→ INPUT RECORDS:
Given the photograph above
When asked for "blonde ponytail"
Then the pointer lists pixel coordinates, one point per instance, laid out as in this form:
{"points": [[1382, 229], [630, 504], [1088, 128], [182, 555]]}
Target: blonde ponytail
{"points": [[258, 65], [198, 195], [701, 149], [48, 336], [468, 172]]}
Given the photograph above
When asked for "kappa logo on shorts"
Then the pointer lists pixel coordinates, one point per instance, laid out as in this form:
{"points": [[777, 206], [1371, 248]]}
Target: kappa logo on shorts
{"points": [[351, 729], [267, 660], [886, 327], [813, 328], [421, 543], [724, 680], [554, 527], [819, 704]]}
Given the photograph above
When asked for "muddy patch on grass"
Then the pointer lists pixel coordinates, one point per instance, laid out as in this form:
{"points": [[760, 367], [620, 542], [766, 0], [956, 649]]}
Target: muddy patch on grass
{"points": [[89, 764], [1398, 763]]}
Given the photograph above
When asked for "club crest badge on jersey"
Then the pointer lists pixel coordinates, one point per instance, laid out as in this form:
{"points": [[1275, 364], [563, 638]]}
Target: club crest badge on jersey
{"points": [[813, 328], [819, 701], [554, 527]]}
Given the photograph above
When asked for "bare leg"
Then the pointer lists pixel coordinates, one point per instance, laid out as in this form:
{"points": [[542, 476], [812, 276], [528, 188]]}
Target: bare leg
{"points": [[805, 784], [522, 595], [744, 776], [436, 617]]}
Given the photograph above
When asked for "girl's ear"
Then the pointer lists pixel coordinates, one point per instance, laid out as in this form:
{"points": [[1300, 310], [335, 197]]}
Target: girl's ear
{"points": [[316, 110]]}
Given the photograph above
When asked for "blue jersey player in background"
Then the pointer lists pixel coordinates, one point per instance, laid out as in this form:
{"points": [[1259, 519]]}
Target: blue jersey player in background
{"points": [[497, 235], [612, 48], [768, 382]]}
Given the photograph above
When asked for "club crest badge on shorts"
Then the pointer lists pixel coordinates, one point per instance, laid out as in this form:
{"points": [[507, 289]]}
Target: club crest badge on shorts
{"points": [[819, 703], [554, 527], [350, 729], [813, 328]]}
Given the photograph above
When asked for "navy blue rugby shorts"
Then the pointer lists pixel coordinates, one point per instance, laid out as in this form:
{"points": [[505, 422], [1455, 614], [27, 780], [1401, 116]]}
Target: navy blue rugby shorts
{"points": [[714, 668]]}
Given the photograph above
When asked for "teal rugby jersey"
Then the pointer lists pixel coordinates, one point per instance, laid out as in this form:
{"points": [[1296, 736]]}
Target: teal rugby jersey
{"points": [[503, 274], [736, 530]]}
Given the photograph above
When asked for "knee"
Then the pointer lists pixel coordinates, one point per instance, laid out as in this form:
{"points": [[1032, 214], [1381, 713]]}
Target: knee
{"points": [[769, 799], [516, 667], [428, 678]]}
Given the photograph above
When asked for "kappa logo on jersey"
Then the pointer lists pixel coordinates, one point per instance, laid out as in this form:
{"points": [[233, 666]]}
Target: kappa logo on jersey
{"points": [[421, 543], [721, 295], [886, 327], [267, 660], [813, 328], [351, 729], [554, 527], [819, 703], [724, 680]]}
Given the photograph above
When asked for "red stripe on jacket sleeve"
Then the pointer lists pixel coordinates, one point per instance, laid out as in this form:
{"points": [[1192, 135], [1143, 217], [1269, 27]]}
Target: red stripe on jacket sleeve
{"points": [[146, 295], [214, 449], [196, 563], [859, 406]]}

→ WHAT NEEDS TO BE DONE: Write out the whole listing again, exactly as it stands.

→ WRITTEN REPLY:
Given the photograph above
When asked for "blonde ponytail"
Then the pointer lists pixel coordinates, one point per instance, laid out as in this form:
{"points": [[1382, 229], [630, 504], [1088, 128], [182, 555]]}
Target: blonde ponytail
{"points": [[258, 65], [198, 195], [701, 149], [48, 336], [468, 172]]}
Given the photograph above
When asked for "kappa logo on shorts"
Then the pointer lists pixel coordinates, one point per instance, laid out as in this form:
{"points": [[777, 206], [1371, 248]]}
Target: kappa logo on shorts
{"points": [[351, 729], [267, 660], [886, 327], [813, 328], [421, 543], [724, 680], [554, 527], [819, 704]]}
Given the photograph above
When asked for "muddy patch on grass"
Then the pointer lists pixel coordinates, one point per instance, laid out as in this form:
{"points": [[760, 367], [620, 542], [766, 0], [956, 649]]}
Target: muddy patch on grass
{"points": [[89, 764], [1398, 763]]}
Given the photograph above
When asked for "club crest badge on jersey"
Then the pointer lists pixel coordinates, one point per instance, laid out as in this form:
{"points": [[1275, 364], [563, 638]]}
Target: club crest badge on jersey
{"points": [[813, 328], [819, 701], [554, 527]]}
Given the photograph above
When asked for "bare leg"
Then the pointer lists pixel coordinates, one point per instance, laid out as in this form:
{"points": [[542, 476], [812, 276], [528, 188]]}
Target: bare leg
{"points": [[805, 784], [522, 595], [744, 776], [436, 617]]}
Given the photograph above
When asked for "girl's ear"
Then the pointer lists pixel coordinates, one point per instance, laid out as in this form:
{"points": [[1300, 310], [335, 197]]}
Target: girl's ear
{"points": [[316, 110]]}
Given the photograph above
When asked for "blue jersey player in background"
Then the pointer lists pixel coordinates, one point per instance, laid out as in this form:
{"points": [[1259, 519]]}
Target: blue jersey player in background
{"points": [[497, 235], [612, 48], [768, 382]]}
Given the photograph above
When asked for "club crest badge on shorts"
Then the pointer lists pixel coordinates, one point per instance, laid out as in this form:
{"points": [[507, 289]]}
Target: club crest badge on shorts
{"points": [[819, 703], [554, 527], [350, 729], [813, 328]]}
Given the photograph above
When asked for "navy blue rugby shorts"
Then the pointer lists pixel coordinates, one point per instance, laid out as in this form:
{"points": [[505, 422], [1455, 614], [27, 780], [1401, 116]]}
Target: navy blue rugby shorts
{"points": [[714, 668]]}
Given the photograph above
When asked for "teal rugby jersey"
Then the pointer lists pixel coordinates, one point per instance, laid out as in this form:
{"points": [[1296, 736]]}
Target: teal rugby jersey
{"points": [[503, 274], [736, 530]]}
Given the photograph above
When asked for "knee"
Then the pointer lists pixel coordinates, one point per instance, laid out as in this form:
{"points": [[1032, 214], [1381, 713]]}
Target: knee
{"points": [[769, 799], [516, 667], [428, 678]]}
Given the photograph above
When asked for "kappa logo on jersey"
Then the pointer lists pixel coordinates, one point per instance, laid out as in this form:
{"points": [[233, 666]]}
Target: kappa logo on jersey
{"points": [[421, 543], [721, 295], [886, 327], [267, 660], [813, 328], [351, 729], [554, 527], [819, 703], [724, 680]]}
Given the photograph above
When asked for "red stripe on jacket sleeve"
Then the pointer lists pixel coordinates, one point per instance, laid out as in this form:
{"points": [[1192, 135], [1143, 217], [1269, 27]]}
Target: red stripe on jacket sleeve
{"points": [[146, 295], [214, 449], [196, 563], [859, 406]]}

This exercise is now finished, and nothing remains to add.